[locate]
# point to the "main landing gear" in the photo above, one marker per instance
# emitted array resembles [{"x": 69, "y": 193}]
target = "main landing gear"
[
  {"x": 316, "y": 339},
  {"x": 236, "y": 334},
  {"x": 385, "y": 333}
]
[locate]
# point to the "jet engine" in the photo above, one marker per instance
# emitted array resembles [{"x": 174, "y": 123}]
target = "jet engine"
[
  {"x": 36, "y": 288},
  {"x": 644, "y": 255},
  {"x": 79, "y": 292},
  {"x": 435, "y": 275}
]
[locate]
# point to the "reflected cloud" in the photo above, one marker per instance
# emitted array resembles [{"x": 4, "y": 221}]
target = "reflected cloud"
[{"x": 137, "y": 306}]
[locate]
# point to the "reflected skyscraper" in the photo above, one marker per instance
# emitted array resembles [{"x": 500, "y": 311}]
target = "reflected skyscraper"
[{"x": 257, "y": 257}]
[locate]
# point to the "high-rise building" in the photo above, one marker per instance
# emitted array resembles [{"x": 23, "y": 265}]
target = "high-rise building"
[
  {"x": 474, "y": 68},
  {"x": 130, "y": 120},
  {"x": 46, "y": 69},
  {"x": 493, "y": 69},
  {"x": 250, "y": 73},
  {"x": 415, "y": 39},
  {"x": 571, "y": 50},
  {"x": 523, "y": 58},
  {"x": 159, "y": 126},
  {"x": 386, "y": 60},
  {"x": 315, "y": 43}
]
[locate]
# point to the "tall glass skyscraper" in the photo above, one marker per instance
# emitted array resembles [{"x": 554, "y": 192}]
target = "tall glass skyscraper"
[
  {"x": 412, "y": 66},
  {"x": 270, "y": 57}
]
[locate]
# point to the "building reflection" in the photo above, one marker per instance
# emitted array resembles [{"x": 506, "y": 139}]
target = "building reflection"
# # #
■ Required action:
Recreate the listing word for word, omitting nothing.

■ Task output:
[locate]
# point to the "main landing gear" in the photo above, one marker per instance
# emitted array resembles [{"x": 69, "y": 193}]
target = "main landing gear"
[
  {"x": 316, "y": 339},
  {"x": 236, "y": 334},
  {"x": 385, "y": 333}
]
[locate]
# point to the "jet engine" in the photo above, one marker per instance
# emitted array resembles [{"x": 174, "y": 123}]
target = "jet engine"
[
  {"x": 36, "y": 288},
  {"x": 644, "y": 255},
  {"x": 79, "y": 292},
  {"x": 435, "y": 275}
]
[locate]
# point to the "reflected cloud" in the photo above, one marker per instance
# emitted array resembles [{"x": 4, "y": 221}]
target = "reflected cloud"
[{"x": 137, "y": 306}]
[locate]
# point to the "reflected skyscraper" in the photo above, one marker per instance
# emitted array resembles [{"x": 500, "y": 311}]
target = "reflected skyscraper"
[{"x": 257, "y": 257}]
[locate]
# point to the "high-rise building" in the photo above, one marker per instance
# emitted array resembles [{"x": 23, "y": 265}]
target = "high-rise building"
[
  {"x": 474, "y": 68},
  {"x": 130, "y": 120},
  {"x": 46, "y": 69},
  {"x": 493, "y": 69},
  {"x": 250, "y": 73},
  {"x": 415, "y": 39},
  {"x": 571, "y": 50},
  {"x": 523, "y": 58},
  {"x": 159, "y": 126},
  {"x": 386, "y": 60},
  {"x": 315, "y": 43}
]
[locate]
# point to the "tall glass skyscraper" in the photo above, one marker per instance
# emitted array resembles [{"x": 554, "y": 192}]
target = "tall glass skyscraper"
[
  {"x": 412, "y": 66},
  {"x": 270, "y": 57}
]
[locate]
# point to the "building reflection" in the photo above, one marker per instance
# emitted array resembles [{"x": 506, "y": 139}]
target = "building reflection"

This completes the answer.